## Your instructions
Write out the records again, exactly, leaving none out.

begin Entries shown

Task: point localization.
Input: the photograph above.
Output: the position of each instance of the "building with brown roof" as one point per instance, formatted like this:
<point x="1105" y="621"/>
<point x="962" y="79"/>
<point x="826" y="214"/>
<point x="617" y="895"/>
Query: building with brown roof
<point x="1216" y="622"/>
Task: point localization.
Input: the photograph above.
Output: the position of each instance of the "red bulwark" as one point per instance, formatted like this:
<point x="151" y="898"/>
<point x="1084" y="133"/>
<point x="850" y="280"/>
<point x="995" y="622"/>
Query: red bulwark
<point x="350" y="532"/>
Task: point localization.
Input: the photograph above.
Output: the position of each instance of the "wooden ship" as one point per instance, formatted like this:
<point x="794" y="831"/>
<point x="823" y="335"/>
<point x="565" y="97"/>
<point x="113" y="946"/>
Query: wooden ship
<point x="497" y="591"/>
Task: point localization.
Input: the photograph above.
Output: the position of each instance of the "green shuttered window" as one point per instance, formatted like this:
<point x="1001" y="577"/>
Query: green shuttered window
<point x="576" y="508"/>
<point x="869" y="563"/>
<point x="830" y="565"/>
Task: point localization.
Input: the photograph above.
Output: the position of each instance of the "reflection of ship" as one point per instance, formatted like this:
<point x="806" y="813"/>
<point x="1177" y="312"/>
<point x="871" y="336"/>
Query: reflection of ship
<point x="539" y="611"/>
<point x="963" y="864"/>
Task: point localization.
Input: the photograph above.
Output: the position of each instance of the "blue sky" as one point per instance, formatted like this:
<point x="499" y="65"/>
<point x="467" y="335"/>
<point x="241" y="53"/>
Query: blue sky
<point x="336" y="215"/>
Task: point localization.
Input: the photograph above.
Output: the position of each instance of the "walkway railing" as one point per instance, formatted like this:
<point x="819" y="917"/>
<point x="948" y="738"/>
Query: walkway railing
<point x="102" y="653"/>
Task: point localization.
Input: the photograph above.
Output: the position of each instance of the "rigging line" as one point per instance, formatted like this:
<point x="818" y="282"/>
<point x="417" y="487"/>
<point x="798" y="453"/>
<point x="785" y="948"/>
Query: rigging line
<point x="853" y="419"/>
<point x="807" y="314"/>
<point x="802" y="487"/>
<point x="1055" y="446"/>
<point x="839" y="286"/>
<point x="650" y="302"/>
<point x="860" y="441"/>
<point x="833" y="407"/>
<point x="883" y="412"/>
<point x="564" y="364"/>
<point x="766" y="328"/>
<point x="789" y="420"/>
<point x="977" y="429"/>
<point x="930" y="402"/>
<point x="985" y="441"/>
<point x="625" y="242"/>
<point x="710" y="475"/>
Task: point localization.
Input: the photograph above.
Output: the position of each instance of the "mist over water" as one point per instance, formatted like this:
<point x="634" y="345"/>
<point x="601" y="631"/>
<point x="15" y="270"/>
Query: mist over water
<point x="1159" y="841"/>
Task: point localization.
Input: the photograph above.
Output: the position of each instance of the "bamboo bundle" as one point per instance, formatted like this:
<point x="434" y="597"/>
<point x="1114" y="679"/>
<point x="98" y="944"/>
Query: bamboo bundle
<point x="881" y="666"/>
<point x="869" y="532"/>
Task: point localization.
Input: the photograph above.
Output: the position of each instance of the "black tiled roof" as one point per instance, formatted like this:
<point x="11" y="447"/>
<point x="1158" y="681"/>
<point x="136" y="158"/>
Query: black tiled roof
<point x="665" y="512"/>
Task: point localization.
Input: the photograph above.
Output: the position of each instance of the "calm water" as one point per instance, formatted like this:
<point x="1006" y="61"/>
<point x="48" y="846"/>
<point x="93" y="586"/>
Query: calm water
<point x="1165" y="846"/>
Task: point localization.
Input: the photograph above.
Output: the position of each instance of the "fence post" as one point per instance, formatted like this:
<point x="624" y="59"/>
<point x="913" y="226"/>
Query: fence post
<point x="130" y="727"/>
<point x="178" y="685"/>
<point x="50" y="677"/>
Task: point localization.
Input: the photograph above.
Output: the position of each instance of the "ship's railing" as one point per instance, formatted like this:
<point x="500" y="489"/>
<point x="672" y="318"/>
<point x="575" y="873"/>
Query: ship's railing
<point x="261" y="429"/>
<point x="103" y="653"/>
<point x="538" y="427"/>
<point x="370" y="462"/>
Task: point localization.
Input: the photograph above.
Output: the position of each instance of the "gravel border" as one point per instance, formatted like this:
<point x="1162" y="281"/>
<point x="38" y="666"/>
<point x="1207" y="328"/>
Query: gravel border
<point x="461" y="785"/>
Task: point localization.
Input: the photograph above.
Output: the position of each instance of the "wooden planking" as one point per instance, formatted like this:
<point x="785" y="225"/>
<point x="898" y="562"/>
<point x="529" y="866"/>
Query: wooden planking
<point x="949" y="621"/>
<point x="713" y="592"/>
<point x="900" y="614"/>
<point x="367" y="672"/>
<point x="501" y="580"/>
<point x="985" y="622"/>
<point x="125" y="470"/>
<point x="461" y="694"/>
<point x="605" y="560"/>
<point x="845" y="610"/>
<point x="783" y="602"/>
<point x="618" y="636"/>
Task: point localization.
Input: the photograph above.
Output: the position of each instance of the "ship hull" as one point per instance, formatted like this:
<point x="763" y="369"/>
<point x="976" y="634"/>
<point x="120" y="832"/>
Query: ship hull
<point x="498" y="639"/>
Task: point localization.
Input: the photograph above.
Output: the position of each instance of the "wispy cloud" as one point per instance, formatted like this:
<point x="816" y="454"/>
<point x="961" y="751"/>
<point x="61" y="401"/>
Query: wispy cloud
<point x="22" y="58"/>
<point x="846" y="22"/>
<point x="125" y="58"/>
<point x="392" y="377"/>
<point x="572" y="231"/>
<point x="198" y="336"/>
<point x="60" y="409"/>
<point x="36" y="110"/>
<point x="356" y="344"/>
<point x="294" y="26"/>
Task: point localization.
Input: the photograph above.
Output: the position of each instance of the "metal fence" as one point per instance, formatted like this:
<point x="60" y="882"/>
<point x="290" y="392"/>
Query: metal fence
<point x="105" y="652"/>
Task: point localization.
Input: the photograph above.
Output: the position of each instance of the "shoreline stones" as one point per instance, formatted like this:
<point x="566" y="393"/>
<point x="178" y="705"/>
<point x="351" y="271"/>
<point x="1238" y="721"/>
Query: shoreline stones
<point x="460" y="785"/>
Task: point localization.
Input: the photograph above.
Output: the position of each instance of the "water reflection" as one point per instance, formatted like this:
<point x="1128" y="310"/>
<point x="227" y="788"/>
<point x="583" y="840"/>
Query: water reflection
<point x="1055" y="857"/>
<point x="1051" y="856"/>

end Entries shown

## Written response
Task: point localization.
Input: the photograph above.
Output: the position of each instance of the "building with brown roof" as one point per instance, formatted like this:
<point x="1105" y="621"/>
<point x="962" y="79"/>
<point x="826" y="214"/>
<point x="617" y="895"/>
Query: building with brown roof
<point x="1216" y="622"/>
Task: point localization.
Input: the photograph above.
Output: the position of each instance of the "red bulwark" as one point per instance, formatted like this:
<point x="151" y="898"/>
<point x="1084" y="133"/>
<point x="850" y="280"/>
<point x="995" y="622"/>
Query: red bulwark
<point x="350" y="532"/>
Task: point localization.
Input: the photograph above.
Output: the position of each instance of the "wooden ship" as one point per instance, formatted like this:
<point x="794" y="831"/>
<point x="823" y="335"/>
<point x="565" y="97"/>
<point x="113" y="946"/>
Query: wooden ship
<point x="497" y="591"/>
Task: point localization.
Input: the photograph above.
Output: the position of each instance of the "green shuttered window" as one point per instance, formatted like this:
<point x="1001" y="577"/>
Query: green shuttered window
<point x="576" y="508"/>
<point x="869" y="563"/>
<point x="830" y="565"/>
Task: point localization.
Input: the photograph above.
Output: the position of each instance of the "reflection of ship" as one point per instance, formatted like this:
<point x="806" y="813"/>
<point x="1177" y="312"/>
<point x="871" y="336"/>
Query: reflection of ship
<point x="539" y="611"/>
<point x="963" y="864"/>
Task: point localization.
Input: the photograph above.
Output: the position of each instance of the "blue sky" as one point per instance, formatted like this:
<point x="499" y="65"/>
<point x="467" y="335"/>
<point x="241" y="53"/>
Query: blue sky
<point x="336" y="215"/>
Task: point localization.
Input: the photograph above.
Output: the position of each instance of the "walkway railing" as one point per instance, formatted like this:
<point x="819" y="917"/>
<point x="948" y="738"/>
Query: walkway railing
<point x="102" y="653"/>
Task: point localization.
Input: the photograph above.
Output: the position of each instance of the "rigging line" as one point per instance, formatted like this:
<point x="818" y="282"/>
<point x="417" y="487"/>
<point x="798" y="453"/>
<point x="785" y="948"/>
Query: rigging line
<point x="853" y="419"/>
<point x="807" y="314"/>
<point x="802" y="487"/>
<point x="1055" y="446"/>
<point x="839" y="286"/>
<point x="650" y="302"/>
<point x="860" y="441"/>
<point x="833" y="407"/>
<point x="883" y="412"/>
<point x="564" y="364"/>
<point x="766" y="328"/>
<point x="789" y="420"/>
<point x="977" y="429"/>
<point x="930" y="402"/>
<point x="985" y="441"/>
<point x="625" y="242"/>
<point x="710" y="475"/>
Task: point localization.
Input: the photograph above.
Output: the position of each instance of the "mist over water" as one point per instance, formatted like this:
<point x="634" y="345"/>
<point x="601" y="631"/>
<point x="15" y="270"/>
Query: mist over water
<point x="1159" y="841"/>
Task: point localization.
Input: the photograph above.
Output: the position of each instance of the "bamboo bundle" as one point per instance, formatted like this:
<point x="434" y="597"/>
<point x="1114" y="679"/>
<point x="98" y="944"/>
Query: bamboo bundle
<point x="881" y="666"/>
<point x="869" y="532"/>
Task: point localization.
Input: the photograph above.
Output: the position of each instance of the "black tiled roof" as one point per instance, formatted like this:
<point x="11" y="447"/>
<point x="1158" y="681"/>
<point x="136" y="158"/>
Query: black tiled roof
<point x="665" y="512"/>
Task: point localization.
Input: the photograph above.
Output: the position of each instance of the "calm water" as one point per instance, formatted like this:
<point x="1006" y="61"/>
<point x="48" y="846"/>
<point x="93" y="586"/>
Query: calm water
<point x="1165" y="846"/>
Task: point localization.
Input: the photograph above.
Output: the position of each instance of the "fence post" as one point per instance, formatted like this:
<point x="624" y="59"/>
<point x="913" y="226"/>
Query: fence post
<point x="130" y="727"/>
<point x="178" y="685"/>
<point x="50" y="677"/>
Task: point localization.
Input: the photograph above.
Output: the position of each instance of the "ship's railing" as one point per instance, formatted like this:
<point x="500" y="489"/>
<point x="672" y="318"/>
<point x="575" y="873"/>
Query: ship's railing
<point x="261" y="429"/>
<point x="103" y="653"/>
<point x="538" y="427"/>
<point x="370" y="462"/>
Task: point localization.
Input: the photograph above.
Output: the position of each instance of the "gravel border" as one point per instance, formatted like this:
<point x="1162" y="281"/>
<point x="38" y="666"/>
<point x="1207" y="328"/>
Query: gravel border
<point x="461" y="785"/>
Task: point localization.
Input: the photograph above.
Output: the position of each instance of the "wooden planking" as one point per instance, formatted like this:
<point x="785" y="225"/>
<point x="898" y="562"/>
<point x="529" y="866"/>
Query: wooden planking
<point x="949" y="621"/>
<point x="713" y="592"/>
<point x="900" y="614"/>
<point x="367" y="672"/>
<point x="501" y="580"/>
<point x="985" y="622"/>
<point x="125" y="470"/>
<point x="461" y="694"/>
<point x="605" y="560"/>
<point x="845" y="610"/>
<point x="783" y="602"/>
<point x="618" y="636"/>
Task: point localization.
Input: the photograph above.
Output: the position of each instance of the "ship hull" as one point per instance, formatted like this:
<point x="763" y="369"/>
<point x="976" y="634"/>
<point x="120" y="832"/>
Query: ship hull
<point x="498" y="639"/>
Task: point localization.
Input: the photograph above.
Output: the position of each instance of the "wispy cloud" as one point per instance, formatted like this:
<point x="816" y="454"/>
<point x="961" y="751"/>
<point x="61" y="401"/>
Query: wispy cloud
<point x="22" y="58"/>
<point x="846" y="22"/>
<point x="125" y="58"/>
<point x="392" y="377"/>
<point x="572" y="231"/>
<point x="198" y="336"/>
<point x="60" y="409"/>
<point x="36" y="110"/>
<point x="356" y="344"/>
<point x="294" y="26"/>
Task: point localization.
Input: the photograph above.
Output: the position of each instance of the "metal fence" as one point per instance, formatted like this:
<point x="60" y="882"/>
<point x="290" y="392"/>
Query: metal fence
<point x="105" y="652"/>
Task: point localization.
Input: the photograph above.
Output: the position of each instance of the "shoreline stones" as one point per instance, formatted like this:
<point x="566" y="393"/>
<point x="178" y="705"/>
<point x="351" y="271"/>
<point x="1238" y="721"/>
Query: shoreline stones
<point x="460" y="785"/>
Task: point localization.
Input: the photograph above.
Output: the position of each instance of the "water reflection" as one point per instance, formatted like this:
<point x="1128" y="310"/>
<point x="227" y="788"/>
<point x="583" y="840"/>
Query: water reflection
<point x="1055" y="857"/>
<point x="1051" y="856"/>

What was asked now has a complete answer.